● **Task to complete**: Copy out all of the records below with "pixel coordinates" swapped for "image coordinates" wherever it occurs and everything else kept the same. Leave out the pictures.

## Begin

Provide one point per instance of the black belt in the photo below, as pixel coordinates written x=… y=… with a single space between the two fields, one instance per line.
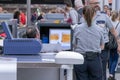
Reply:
x=90 y=55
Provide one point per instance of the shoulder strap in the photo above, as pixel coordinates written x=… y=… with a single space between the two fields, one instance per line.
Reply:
x=117 y=25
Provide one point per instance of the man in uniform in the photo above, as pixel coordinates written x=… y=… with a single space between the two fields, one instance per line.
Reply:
x=104 y=22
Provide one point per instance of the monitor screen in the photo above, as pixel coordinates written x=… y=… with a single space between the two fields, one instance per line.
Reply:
x=56 y=34
x=60 y=36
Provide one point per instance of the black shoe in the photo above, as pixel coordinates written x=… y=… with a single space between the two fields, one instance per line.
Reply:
x=111 y=78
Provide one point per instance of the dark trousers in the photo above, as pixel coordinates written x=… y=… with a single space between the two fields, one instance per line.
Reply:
x=90 y=70
x=113 y=61
x=104 y=57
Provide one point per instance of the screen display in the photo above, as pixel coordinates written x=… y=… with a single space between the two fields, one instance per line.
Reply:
x=60 y=36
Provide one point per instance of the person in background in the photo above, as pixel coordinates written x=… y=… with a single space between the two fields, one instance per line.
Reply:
x=17 y=15
x=22 y=18
x=79 y=6
x=105 y=8
x=1 y=9
x=105 y=23
x=113 y=60
x=32 y=32
x=89 y=41
x=73 y=15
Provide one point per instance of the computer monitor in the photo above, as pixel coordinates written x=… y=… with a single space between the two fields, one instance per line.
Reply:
x=60 y=36
x=56 y=34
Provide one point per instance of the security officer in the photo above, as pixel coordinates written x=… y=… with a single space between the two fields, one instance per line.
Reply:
x=104 y=22
x=88 y=40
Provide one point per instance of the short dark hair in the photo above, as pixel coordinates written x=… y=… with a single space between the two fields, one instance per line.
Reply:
x=31 y=32
x=88 y=13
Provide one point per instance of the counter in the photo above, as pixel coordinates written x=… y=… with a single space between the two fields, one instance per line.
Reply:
x=37 y=67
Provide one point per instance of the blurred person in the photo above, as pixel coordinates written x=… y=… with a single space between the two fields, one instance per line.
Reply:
x=89 y=41
x=79 y=6
x=22 y=18
x=32 y=32
x=113 y=60
x=1 y=9
x=16 y=15
x=105 y=8
x=105 y=23
x=108 y=12
x=73 y=15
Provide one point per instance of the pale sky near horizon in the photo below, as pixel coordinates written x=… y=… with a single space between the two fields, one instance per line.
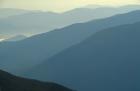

## End

● **Full output**:
Provide one point per instance of the black belt in the photo below, as image coordinates written x=… y=… with a single space between the two fields, one instance per line.
Reply:
x=90 y=55
Provide one point per instance of the shoulder strap in the photo above, as image coordinates written x=… y=… with a single space between the two fields, one instance per line.
Reply:
x=117 y=25
Provide one point per instance of the man in uniform in the photo above, as image coordinates written x=… y=… with a single space between the two fields, one instance per line.
Reply:
x=104 y=22
Provide one point per instance of the monitor screen in the photo above, as image coordinates written x=… y=… with a single space between the two fields, one instance per line.
Reply:
x=56 y=34
x=60 y=36
Provide one point per instance of the black shoe in the photo above, as image coordinates written x=… y=… with a single space between the two fields, one instance per line.
Reply:
x=111 y=78
Provide one point per instance of the dark trousers in the photo above, as image coordinates written x=… y=… with a single space between the two fields, one instance per line.
Reply:
x=90 y=70
x=113 y=61
x=104 y=57
Provide one point per instance of the screen display in the photo above, as image coordinates written x=… y=… with a single space between the two fields, one instance per line.
Reply:
x=60 y=36
Provide one point per instance of the person in background in the photo above, as image coordinates written x=… y=… with a single space between the two fields, one instance per line.
Reply:
x=17 y=15
x=22 y=18
x=79 y=6
x=105 y=8
x=1 y=9
x=105 y=23
x=113 y=60
x=32 y=32
x=89 y=41
x=73 y=15
Provide one point per instance of the computer monitor in the photo above, as image coordinates written x=… y=… with a single space between the two fields, one instance per line.
Reply:
x=60 y=36
x=56 y=34
Provide one point per instance of the security officer in the photo above, as image coordinates written x=… y=… with a single space between the two fields, one instance per line.
Reply:
x=104 y=22
x=88 y=40
Provide one point per instance of the short dark hair in the photo above, as image coordinates written x=… y=… with a single space between the two fields, one instance per line.
Reply:
x=31 y=32
x=88 y=13
Provide one point per instance of the counter in the photo above, as image coordinates written x=… y=… with a single space between the two fields, one instance per line.
Reply:
x=37 y=67
Provide one point per instance of the blurred person in the photo above, as image coordinates written x=… y=… with a single space between the two fields, one instance per line.
Reply:
x=89 y=41
x=79 y=6
x=22 y=18
x=32 y=32
x=113 y=60
x=1 y=9
x=16 y=15
x=105 y=8
x=105 y=23
x=108 y=12
x=73 y=15
Provide one point per instance of the pale sky near horizon in the photo below, as image coordinates written x=… y=… with a single space between the two fields, one instance per line.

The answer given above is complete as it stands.